§ **Your task**: Count the lines in the rows below that contain the word "uniform", and give only that number.

(Collected data)
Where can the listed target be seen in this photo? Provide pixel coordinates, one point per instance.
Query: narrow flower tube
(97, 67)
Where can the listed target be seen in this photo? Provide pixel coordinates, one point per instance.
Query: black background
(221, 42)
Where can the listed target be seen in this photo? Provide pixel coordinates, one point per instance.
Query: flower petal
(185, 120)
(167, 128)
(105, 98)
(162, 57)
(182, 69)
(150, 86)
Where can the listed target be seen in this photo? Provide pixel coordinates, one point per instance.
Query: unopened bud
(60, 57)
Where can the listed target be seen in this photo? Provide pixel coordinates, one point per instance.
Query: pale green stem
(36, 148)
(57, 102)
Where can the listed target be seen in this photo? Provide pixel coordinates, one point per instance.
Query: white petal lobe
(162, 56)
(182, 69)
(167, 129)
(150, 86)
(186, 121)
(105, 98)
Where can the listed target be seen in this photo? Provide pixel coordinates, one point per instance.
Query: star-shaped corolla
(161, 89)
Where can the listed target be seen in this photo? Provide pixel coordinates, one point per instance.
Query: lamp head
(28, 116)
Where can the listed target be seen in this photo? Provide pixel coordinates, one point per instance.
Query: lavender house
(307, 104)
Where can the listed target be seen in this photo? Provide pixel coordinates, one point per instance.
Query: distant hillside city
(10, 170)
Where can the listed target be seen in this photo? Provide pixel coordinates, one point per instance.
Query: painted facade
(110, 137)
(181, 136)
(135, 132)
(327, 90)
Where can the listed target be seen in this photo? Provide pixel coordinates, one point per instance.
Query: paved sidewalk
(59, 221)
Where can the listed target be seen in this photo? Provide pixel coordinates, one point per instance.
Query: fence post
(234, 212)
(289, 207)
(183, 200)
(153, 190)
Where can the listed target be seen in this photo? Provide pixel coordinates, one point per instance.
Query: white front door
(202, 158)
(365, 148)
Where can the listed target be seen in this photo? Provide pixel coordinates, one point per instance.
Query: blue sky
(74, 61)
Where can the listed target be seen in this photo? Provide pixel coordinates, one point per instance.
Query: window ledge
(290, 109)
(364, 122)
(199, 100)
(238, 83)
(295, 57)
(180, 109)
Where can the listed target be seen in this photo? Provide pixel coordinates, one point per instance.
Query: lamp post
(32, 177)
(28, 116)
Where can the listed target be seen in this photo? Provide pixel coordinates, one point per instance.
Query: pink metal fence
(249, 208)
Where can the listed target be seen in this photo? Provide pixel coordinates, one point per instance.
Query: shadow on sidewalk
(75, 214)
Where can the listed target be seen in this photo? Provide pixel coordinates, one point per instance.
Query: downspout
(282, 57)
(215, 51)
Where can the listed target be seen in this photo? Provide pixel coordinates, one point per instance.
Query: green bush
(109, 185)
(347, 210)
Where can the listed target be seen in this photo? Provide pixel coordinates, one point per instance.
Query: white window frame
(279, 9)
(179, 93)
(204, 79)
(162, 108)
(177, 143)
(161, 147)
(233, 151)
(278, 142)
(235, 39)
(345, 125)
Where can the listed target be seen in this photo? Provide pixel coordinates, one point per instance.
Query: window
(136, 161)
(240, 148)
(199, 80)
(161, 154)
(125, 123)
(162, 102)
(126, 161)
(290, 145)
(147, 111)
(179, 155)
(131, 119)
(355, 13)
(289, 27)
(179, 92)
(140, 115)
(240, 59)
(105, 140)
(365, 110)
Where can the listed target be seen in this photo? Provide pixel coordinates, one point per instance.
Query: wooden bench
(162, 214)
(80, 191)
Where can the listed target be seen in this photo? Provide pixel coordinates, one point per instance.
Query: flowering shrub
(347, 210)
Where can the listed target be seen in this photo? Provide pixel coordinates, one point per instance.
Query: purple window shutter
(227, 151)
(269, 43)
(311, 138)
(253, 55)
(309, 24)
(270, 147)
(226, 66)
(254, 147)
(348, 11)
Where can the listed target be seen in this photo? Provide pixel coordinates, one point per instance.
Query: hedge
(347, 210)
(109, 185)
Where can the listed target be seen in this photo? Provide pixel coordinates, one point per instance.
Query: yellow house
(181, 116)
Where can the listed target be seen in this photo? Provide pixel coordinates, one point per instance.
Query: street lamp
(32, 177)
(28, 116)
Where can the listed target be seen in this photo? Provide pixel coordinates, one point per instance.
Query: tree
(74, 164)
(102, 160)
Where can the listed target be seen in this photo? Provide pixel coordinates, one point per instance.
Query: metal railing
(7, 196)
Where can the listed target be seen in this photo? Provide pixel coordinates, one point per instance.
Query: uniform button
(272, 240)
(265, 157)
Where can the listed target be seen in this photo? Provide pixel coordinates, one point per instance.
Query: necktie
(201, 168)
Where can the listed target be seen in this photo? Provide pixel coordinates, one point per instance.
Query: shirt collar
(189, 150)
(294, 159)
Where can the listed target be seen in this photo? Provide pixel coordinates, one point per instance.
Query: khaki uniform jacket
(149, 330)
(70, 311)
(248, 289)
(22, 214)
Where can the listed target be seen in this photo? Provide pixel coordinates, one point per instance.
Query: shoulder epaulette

§ **Full answer**: 2